Page excerpt:
↓
Boob Squishing At Age 40
On September 14, 2012, I wrote an article that identified the issues in recommended cancer screenings. Part of that article discussed mammograms and the age at which women should begin having them. See, in 2009 the United States Preventative Services Task Force released findings that stated that the practice of annual mammograms should be moved from the age of 40 to 50. After this, doctors and women alike rallied against what a bad decision this was. Then in June of 2012, the American Medical Association supported starting annual mammograms at age 40.
On September 14, 2013, exactly one year later after I wrote that original article, I found more information on the benefits of annual mammograms at age 40. According to one redOrbit article, “the majority of deaths from breast cancer occur in younger women who never received regular mammograms.” Moreover, survival rates have increased due to mammograms. National Public Radio (NPR) further reports, “Women should get screened for breast cancer in their 40s, a study concludes, because they face a greater risk of death when cancers aren’t found early.” To support this, the article explains that the study found that “Seventy percent of the women diagnosed with cancer in their 40s who later died hadn’t had a mammogram, compared to 50 percent of women in their 60s. Half of the cancer deaths in the study were in women who had been diagnosed before age 50.”
So the discussion about women’s health continues. When is the best time to start receiving annual mammograms for our health? On the one hand, the US Preventative Services Task Force of 2009 says that starting mammograms at age 40 could lead to more false positives, which could bring on unnecessary anxiety and lead to unnecessary biopsies. On the other hand, this alleged overdiagnosis (which, by the way, has been refuted by doctors, the AMA, and breast cancer organizations nationwide) might just be worth it since women who had received mammograms before and were later diagnosed with breast cancer were less likely to die from it than those who were diagnosed but had never had a mammogram.
Okay, so to clarify: mammography could lead to a false positive, but it also often identifies breast cancer before it becomes so aggressive that it leads to death. Sure, the false positives bring anxiety and fear, but the lives saved are worth that, aren’t they?
Harvard Medical School Professor Emeritus of surgery, Dr. Blake Cady, said of the issue, ““The biological nature of breast cancer in young women is more aggressive, while breast cancer in older women tends to be more indolent. This suggests that less frequent screening in older women, but more frequent screening in younger women, may be more biologically based, practical, and cost effective.”
I stand by my continued dictate that what is most important about studies like this is that we, as patients, have a voice and have control over our health. We should know what the different sides have to say about any issue, mammograms and breast cancer especially. We should know that some think early mammograms lead to false positive while others have found that the earlier we start mammograms, the more likely we are to defeat cancer and not be defeated by it. When we know these things, we can better determine what to do for our own health.
It is important to know our family health history and talk to our doctors about breast cancer screening and prevention especially when we learn new findings such as this one. The sooner we have a voice in our health and health care, the better. Knowing the pros and cons leads to better discussions and decisions about when to start yearly mammograms.
↑
Exercise: In the article on mammograms at age 40, rewrite the passage that begins with the words containing "Boob Squishing At" and ends with "starting annual mammograms at age 40.", putting "yearly mammograms" wherever "annual mammograms" appears.

Dataset records:
↓
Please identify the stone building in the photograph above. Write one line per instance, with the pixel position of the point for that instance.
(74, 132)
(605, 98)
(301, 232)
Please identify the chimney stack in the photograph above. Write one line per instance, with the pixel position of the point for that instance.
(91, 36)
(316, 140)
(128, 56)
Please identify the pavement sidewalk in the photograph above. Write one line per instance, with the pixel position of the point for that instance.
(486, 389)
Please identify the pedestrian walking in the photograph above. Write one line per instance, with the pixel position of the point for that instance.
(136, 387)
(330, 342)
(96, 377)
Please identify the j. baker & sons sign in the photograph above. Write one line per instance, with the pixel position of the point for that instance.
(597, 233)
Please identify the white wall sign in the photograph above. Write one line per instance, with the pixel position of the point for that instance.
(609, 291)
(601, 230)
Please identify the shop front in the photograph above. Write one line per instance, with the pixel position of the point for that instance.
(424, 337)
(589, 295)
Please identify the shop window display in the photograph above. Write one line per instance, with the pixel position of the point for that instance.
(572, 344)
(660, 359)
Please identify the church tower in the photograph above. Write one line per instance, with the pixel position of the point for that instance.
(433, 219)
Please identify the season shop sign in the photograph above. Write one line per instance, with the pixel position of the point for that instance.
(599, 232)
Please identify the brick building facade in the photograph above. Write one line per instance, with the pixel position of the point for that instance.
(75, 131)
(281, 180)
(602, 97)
↑
Solution below:
Boob Squishing At Age 40
On September 14, 2012, I wrote an article that identified the issues in recommended cancer screenings. Part of that article discussed mammograms and the age at which women should begin having them. See, in 2009 the United States Preventative Services Task Force released findings that stated that the practice of yearly mammograms should be moved from the age of 40 to 50. After this, doctors and women alike rallied against what a bad decision this was. Then in June of 2012, the American Medical Association supported starting yearly mammograms at age 40.